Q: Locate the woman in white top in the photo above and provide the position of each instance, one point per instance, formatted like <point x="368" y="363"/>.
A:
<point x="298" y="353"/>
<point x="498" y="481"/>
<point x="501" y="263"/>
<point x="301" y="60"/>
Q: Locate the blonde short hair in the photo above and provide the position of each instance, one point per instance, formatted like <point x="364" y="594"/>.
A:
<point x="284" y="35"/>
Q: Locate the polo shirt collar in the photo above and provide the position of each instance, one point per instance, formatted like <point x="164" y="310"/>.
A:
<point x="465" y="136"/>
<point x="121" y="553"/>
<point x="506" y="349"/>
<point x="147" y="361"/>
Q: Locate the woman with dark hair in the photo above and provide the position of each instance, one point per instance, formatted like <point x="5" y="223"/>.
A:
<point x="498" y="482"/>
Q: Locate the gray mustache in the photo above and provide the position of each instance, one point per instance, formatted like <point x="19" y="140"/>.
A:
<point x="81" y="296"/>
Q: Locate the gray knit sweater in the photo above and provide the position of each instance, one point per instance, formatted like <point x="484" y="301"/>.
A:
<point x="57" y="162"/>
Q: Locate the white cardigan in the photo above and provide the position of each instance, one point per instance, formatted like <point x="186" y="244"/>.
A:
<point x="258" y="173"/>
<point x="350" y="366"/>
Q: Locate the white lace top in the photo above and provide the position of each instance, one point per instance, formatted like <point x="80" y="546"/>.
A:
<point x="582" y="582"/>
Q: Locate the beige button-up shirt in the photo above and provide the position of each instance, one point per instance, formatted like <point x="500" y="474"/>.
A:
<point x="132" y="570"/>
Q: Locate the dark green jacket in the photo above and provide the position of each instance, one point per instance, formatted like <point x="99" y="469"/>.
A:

· · · ·

TASK DIRECTIONS: Line by line, transcribe the material above without leaving anything out.

OUTPUT FOR THIS TASK:
Q: Locate the woman in white top in the photo above and provide the position of each instance, one point per instance, formatted like <point x="368" y="363"/>.
A:
<point x="298" y="353"/>
<point x="498" y="481"/>
<point x="501" y="263"/>
<point x="301" y="60"/>
Q: Locate the blonde short hair in the photo above and provide the position of each instance, one point per instance, formatted like <point x="364" y="594"/>.
A:
<point x="284" y="35"/>
Q: Locate the polo shirt collar in the photo above and provide the position of each instance, one point per instance, formatted like <point x="164" y="310"/>.
A:
<point x="465" y="136"/>
<point x="121" y="553"/>
<point x="506" y="349"/>
<point x="147" y="361"/>
Q: Locate the woman with dark hair in the photo above and provide the position of each instance, one point per instance, formatted like <point x="5" y="223"/>.
A:
<point x="498" y="482"/>
Q: Locate the gray mustache in the photo above and provide the position of each instance, one point per instance, formatted like <point x="19" y="140"/>.
A:
<point x="81" y="296"/>
Q: Locate the gray knit sweater in the photo above and provide the position of each instance, one point per instance, formatted like <point x="484" y="301"/>.
A:
<point x="57" y="162"/>
Q: Locate the white cardigan in the photo above and provide the position of each instance, one point per instance, formatted like <point x="186" y="244"/>.
A:
<point x="258" y="173"/>
<point x="350" y="366"/>
Q: Locate the white lace top in the photo above and provide the position of each instance, one point per instance, formatted like <point x="80" y="546"/>.
A:
<point x="582" y="582"/>
Q: Locate the beige button-up shirt in the photo above and provide the position of each instance, one point per instance, formatted like <point x="500" y="474"/>.
A:
<point x="132" y="570"/>
Q: Locate the dark green jacket in the photo above and provide the position of each instance, one point per instance, formatted like <point x="99" y="469"/>.
A:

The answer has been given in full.